= BEREITGESTELLTE DATENSÄTZE =

------------------------------------------------

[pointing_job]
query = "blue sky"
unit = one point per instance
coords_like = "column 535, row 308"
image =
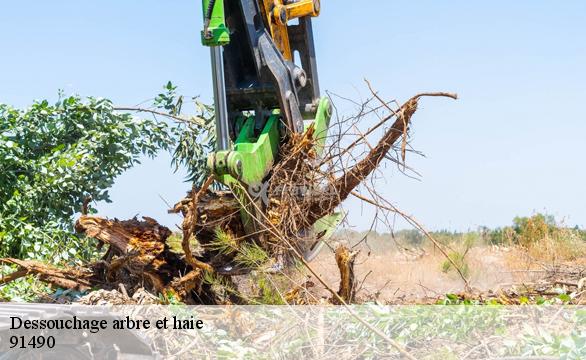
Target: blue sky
column 512, row 145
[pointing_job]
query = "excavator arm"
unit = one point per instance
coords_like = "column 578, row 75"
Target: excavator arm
column 265, row 88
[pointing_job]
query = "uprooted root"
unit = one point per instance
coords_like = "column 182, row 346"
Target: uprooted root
column 302, row 188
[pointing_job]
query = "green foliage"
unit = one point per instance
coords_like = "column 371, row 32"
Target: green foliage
column 195, row 134
column 52, row 157
column 251, row 256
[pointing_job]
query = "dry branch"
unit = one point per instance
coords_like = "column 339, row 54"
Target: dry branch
column 345, row 260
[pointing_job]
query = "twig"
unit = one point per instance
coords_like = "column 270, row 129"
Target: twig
column 155, row 112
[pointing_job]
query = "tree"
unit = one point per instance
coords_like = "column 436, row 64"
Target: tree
column 53, row 157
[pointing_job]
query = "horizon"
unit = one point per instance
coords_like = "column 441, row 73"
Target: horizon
column 510, row 146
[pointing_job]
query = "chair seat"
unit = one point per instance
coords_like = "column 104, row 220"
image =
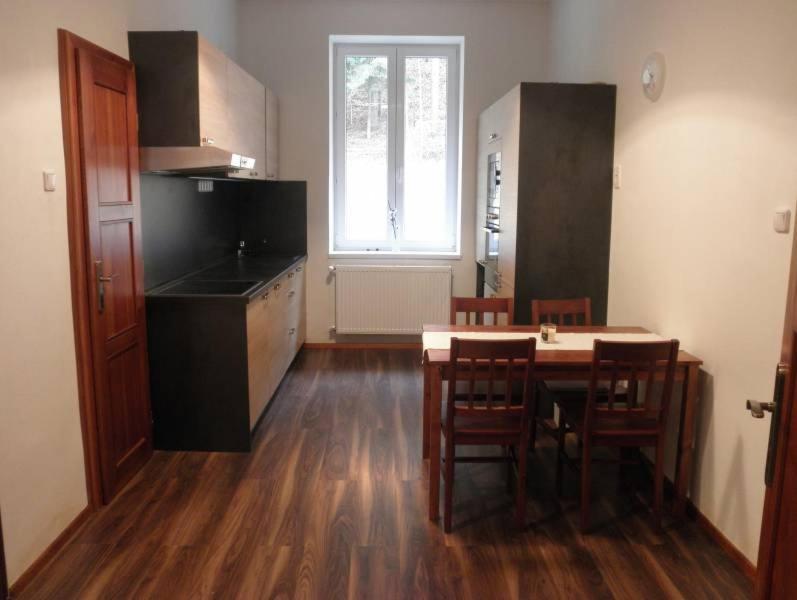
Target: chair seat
column 572, row 410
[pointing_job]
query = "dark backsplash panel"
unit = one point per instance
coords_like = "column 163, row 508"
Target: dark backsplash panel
column 274, row 212
column 184, row 230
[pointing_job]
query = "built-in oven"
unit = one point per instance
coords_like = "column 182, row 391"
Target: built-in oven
column 492, row 224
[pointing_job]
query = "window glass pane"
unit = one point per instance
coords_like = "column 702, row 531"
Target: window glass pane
column 425, row 149
column 366, row 147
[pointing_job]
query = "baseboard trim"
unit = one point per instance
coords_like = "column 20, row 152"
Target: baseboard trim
column 49, row 553
column 736, row 555
column 361, row 346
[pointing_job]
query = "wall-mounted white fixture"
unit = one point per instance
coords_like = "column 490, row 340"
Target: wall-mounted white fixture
column 49, row 181
column 654, row 74
column 782, row 220
column 617, row 177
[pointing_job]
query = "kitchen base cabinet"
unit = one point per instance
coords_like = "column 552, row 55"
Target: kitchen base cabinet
column 215, row 363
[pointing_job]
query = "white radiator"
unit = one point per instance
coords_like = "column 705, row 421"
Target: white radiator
column 391, row 300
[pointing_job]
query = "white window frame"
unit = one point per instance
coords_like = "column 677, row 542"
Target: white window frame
column 396, row 48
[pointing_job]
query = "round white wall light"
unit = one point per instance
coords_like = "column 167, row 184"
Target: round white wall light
column 654, row 73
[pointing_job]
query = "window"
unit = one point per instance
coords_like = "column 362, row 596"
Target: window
column 395, row 148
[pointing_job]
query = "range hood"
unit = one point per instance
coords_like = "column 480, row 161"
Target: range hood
column 194, row 160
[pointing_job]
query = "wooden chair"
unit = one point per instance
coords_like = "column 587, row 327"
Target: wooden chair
column 492, row 418
column 578, row 311
column 633, row 420
column 571, row 311
column 481, row 307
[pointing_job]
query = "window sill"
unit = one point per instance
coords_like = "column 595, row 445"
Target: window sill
column 397, row 255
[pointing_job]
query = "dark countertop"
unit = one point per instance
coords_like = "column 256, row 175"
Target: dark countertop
column 261, row 271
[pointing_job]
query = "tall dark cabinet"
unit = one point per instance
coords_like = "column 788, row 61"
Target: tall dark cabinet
column 544, row 199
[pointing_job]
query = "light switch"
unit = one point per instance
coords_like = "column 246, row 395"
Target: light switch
column 617, row 177
column 782, row 220
column 49, row 181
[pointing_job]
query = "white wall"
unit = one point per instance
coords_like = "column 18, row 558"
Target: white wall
column 286, row 46
column 42, row 480
column 693, row 251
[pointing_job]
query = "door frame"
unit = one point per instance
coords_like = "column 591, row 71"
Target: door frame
column 772, row 498
column 3, row 573
column 68, row 44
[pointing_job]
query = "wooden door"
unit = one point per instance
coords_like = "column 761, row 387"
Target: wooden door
column 3, row 574
column 106, row 99
column 777, row 554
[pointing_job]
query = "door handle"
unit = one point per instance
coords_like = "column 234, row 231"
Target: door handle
column 101, row 281
column 757, row 409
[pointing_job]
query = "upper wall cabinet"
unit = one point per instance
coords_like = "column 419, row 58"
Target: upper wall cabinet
column 199, row 111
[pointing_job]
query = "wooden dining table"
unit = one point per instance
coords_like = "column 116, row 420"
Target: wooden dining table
column 569, row 359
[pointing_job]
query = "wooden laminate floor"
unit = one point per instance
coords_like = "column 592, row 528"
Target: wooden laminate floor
column 331, row 503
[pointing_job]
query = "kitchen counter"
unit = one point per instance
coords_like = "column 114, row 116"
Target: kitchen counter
column 220, row 341
column 259, row 271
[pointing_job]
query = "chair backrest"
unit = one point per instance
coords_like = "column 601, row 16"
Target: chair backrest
column 558, row 311
column 629, row 364
column 499, row 364
column 480, row 307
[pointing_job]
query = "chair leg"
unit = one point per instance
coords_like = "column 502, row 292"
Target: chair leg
column 533, row 422
column 560, row 449
column 658, row 485
column 586, row 468
column 523, row 459
column 449, row 484
column 508, row 456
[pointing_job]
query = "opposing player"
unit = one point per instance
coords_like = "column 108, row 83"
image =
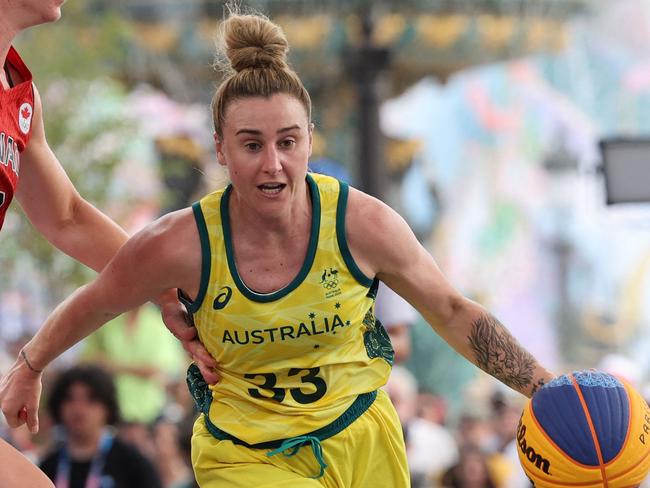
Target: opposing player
column 30, row 172
column 280, row 270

------------------------------------------------

= KURZE ÜBUNG =
Kannst du alle Datensätze oben noch einmal wiedergeben und dabei „Target" überall gegen „Object" austauschen, ohne sonst etwas zu ändern? Lass die Bilder in der Antwort weg.

= SCHRIFTLICHE ANTWORT =
[pointing_job]
query = "blue sky"
unit = one point per instance
coords_like = "column 535, row 308"
image =
Object: blue sky
column 512, row 145
[pointing_job]
query = "excavator arm"
unit = one point per instance
coords_like = "column 578, row 75"
Object: excavator arm
column 265, row 88
[pointing_job]
query = "uprooted root"
unit = one point per instance
coords_like = "column 182, row 346"
Object: uprooted root
column 302, row 188
[pointing_job]
query = "green foliage"
unit = one point per instance
coords_like = "column 371, row 32"
Object: green foliage
column 195, row 134
column 52, row 157
column 251, row 256
[pointing_job]
query = "dry branch"
unit = one point per instance
coords_like = "column 339, row 54"
Object: dry branch
column 345, row 260
[pointing_job]
query = "twig"
unit = one point per instance
coords_like = "column 270, row 129"
Object: twig
column 155, row 112
[pointing_job]
query = "tree"
unit = one point per instance
coords_like = "column 436, row 64"
Object: tree
column 53, row 157
[pointing_job]
query = "horizon"
unit = one point per instance
coords_like = "column 441, row 73"
Object: horizon
column 510, row 146
[pointing_job]
query = "chair seat"
unit = one point per instance
coords_like = "column 104, row 220"
image =
Object: chair seat
column 572, row 410
[pointing_job]
query = "dark backsplash panel"
unit = one point per instance
coords_like = "column 163, row 508"
Object: dark backsplash panel
column 274, row 212
column 184, row 230
[pointing_job]
query = "built-in oven"
unit = one point per instance
coords_like = "column 182, row 391"
Object: built-in oven
column 492, row 224
[pointing_job]
query = "window glass pane"
unit = one point per instance
coords_like = "column 702, row 531"
Object: window glass pane
column 425, row 149
column 366, row 147
[pointing_job]
query = "baseboard trim"
unit = one point per instance
coords_like = "column 20, row 152"
Object: baseboard trim
column 49, row 553
column 736, row 555
column 361, row 346
[pointing_job]
query = "wall-mounted white fixture"
unit = one point per instance
coords_like = "column 490, row 340"
Object: wall-mounted white fixture
column 49, row 181
column 654, row 74
column 782, row 220
column 617, row 177
[pointing_job]
query = "kitchen base cabinet"
unit = one point per instance
coords_like = "column 552, row 55"
Object: kitchen base cabinet
column 215, row 363
[pointing_job]
query = "white radiator"
unit = one point per instance
coords_like = "column 705, row 421"
Object: white radiator
column 391, row 300
[pointing_job]
query = "white window frame"
unit = one point per instance
coords_like = "column 677, row 542"
Object: white window frame
column 396, row 48
[pointing_job]
query = "round white wall light"
unit = one point per instance
coords_like = "column 167, row 184"
Object: round white wall light
column 654, row 73
[pointing_job]
query = "window"
unit = one point per instance
coords_like = "column 362, row 596"
Object: window
column 395, row 148
[pointing_job]
query = "range hood"
unit = one point per instance
coords_like = "column 480, row 161"
Object: range hood
column 194, row 160
[pointing_job]
query = "wooden chair"
unit = one point per instance
coords_like = "column 587, row 327"
Object: wooden chair
column 492, row 418
column 578, row 311
column 633, row 420
column 571, row 311
column 481, row 307
[pointing_job]
query = "window sill"
unit = one point per instance
coords_like = "column 595, row 445"
Object: window sill
column 397, row 255
[pointing_job]
query = "dark countertop"
unit = one point per instance
coords_like = "column 256, row 175"
Object: dark countertop
column 261, row 271
[pointing_job]
query = "tall dark cabinet"
unit = one point per instance
coords_like = "column 788, row 61"
Object: tall dark cabinet
column 544, row 199
[pointing_job]
query = "light switch"
unit = one point per instance
coords_like = "column 246, row 395"
Object: light switch
column 617, row 177
column 782, row 220
column 49, row 181
[pointing_job]
query = "white wall"
unit = one point per instance
coords_like = "column 18, row 558"
Object: white wall
column 286, row 46
column 42, row 480
column 693, row 251
[pointing_job]
query = "door frame"
unit = one point per instance
coords_like = "column 591, row 71"
Object: door frame
column 772, row 498
column 3, row 573
column 68, row 44
[pointing_job]
query = "wooden door"
unit = one point per instance
coords_like = "column 761, row 387"
Object: wooden door
column 3, row 574
column 106, row 99
column 777, row 554
[pointing_job]
query = "door handle"
unit = one point per instance
coords_like = "column 234, row 231"
Object: door handle
column 101, row 281
column 757, row 409
[pointing_job]
query = "upper wall cabinet"
unit = one point per instance
coords_like = "column 419, row 58"
Object: upper wall cabinet
column 199, row 111
[pointing_job]
query = "wooden dining table"
unit = one point per instance
coords_like = "column 116, row 420"
Object: wooden dining table
column 569, row 359
[pointing_job]
query = "wooden laminate floor"
unit = one point per instance
coords_like = "column 592, row 528"
Object: wooden laminate floor
column 331, row 503
[pointing_job]
query = "kitchen counter"
unit = one point per instance
coords_like = "column 114, row 116"
Object: kitchen counter
column 220, row 341
column 259, row 271
[pointing_job]
query = "chair backrest"
unit = one point per instance
coords_like = "column 601, row 16"
Object: chair backrest
column 558, row 311
column 629, row 364
column 499, row 364
column 480, row 307
[pointing_job]
query = "chair leg"
unit = one point per instance
coords_like = "column 502, row 292"
Object: chair leg
column 533, row 422
column 560, row 449
column 658, row 485
column 586, row 468
column 523, row 459
column 449, row 484
column 508, row 456
[pointing_job]
query = "opposing player"
unit = one point per instance
coords_like = "column 108, row 83"
image =
Object: opposing player
column 30, row 172
column 280, row 270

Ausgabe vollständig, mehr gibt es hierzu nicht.